• Bloque de texto:
En ese sistema legal de poder, la mentira es recurso necesario para que el mal asuma la forma de bien, la opresión se disfrace de servicio al bien común, de modo que los pobres sean entregados a la muerte sin que la conciencia tenga nada que reprochar.

En ese espacio reseco de humanidad, las evidencias del horror no sirven para hacer justicia a las víctimas sino para hacer rentables políticamente las tragedias.

Puede que en ese mundo nada signifiquen las palabras de un profeta, pero aún así, las hemos de recordar: “Escuchadme, jefes de Jacob, príncipes de Israel: ¿No os toca a vosotros ocuparos del derecho, vosotros que odiáis el bien y amáis el mal? Arrancáis la piel del cuerpo, la carne de los huesos; os coméis la carne de mi pueblo, lo despellejáis, le rompéis los huesos, lo cortáis como carne para la olla o el puchero.” –Miq 3, 1-3-.

Pero un día, lo sepan o no, también gritarán los devoradores de pobres: gritarán pidiendo auxilio, y el Señor “no les responderá, les ocultará el rostro por sus malas acciones” –Miq 3, 4-. En aquel día, nadie podrá ayudarles, pues ellos mismos han abierto un abismo entre su desdicha y el consuelo de Dios.

Ahora, Iglesia de Cristo, escucha la promesa del Señor: “Pero a los que honran mi nombre los iluminará un sol de justicia que lleva la salud en las alas”.

Ya puedes intuir quiénes son los que honran el nombre del Señor. Si lo deshonra el que devora la carne de su pueblo, lo honran los que a ese pueblo lo rodean de justicia y rectitud; si lo deshonran los que esclavizan a los hijos de Dios, lo honran quienes son para ellos causa de liberación.

• Instrucciones:
a – Por favor, imprime el pasaje del bloque de texto que va desde "En ese sistema" hasta "políticamente las tragedias.", ambos incluidos.
b – Contesta estas preguntas según el bloque de texto:
(i) ¿Para qué sirven las evidencias del horror en ese espacio reseco de humanidad?
(ii) ¿A quiénes se dirige el profeta en la cita de Miq 3, 1-3?
(iii) ¿Qué iluminará a los que honran el nombre del Señor?

• Filas de datos:
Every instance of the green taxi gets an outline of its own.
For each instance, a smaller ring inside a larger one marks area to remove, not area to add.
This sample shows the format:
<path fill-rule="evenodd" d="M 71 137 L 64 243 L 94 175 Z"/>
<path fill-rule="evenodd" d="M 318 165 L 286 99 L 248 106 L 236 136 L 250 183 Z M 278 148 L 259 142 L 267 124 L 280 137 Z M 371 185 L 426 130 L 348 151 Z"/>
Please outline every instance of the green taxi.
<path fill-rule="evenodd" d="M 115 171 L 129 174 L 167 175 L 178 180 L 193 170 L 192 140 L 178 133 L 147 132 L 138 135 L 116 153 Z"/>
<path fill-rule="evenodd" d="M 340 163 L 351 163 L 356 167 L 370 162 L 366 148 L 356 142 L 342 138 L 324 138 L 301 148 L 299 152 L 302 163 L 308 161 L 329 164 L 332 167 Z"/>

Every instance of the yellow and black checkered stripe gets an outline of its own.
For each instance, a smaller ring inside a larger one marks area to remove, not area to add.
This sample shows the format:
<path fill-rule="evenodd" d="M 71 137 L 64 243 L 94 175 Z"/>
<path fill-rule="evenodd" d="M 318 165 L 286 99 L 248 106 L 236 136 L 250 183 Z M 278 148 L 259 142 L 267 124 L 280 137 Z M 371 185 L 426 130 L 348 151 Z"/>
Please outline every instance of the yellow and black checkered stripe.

• Soluciones:
a –
En ese sistema legal de poder, la mentira es recurso necesario para que el mal asuma la forma de bien, la opresión se disfrace de servicio al bien común, de modo que los pobres sean entregados a la muerte sin que la conciencia tenga nada que reprochar.

En ese espacio reseco de humanidad, las evidencias del horror no sirven para hacer justicia a las víctimas sino para hacer rentables políticamente las tragedias.

b –
(i) Para hacer rentables políticamente las tragedias.
(ii) A los jefes de Jacob y a los príncipes de Israel.
(iii) Un sol de justicia que lleva la salud en las alas.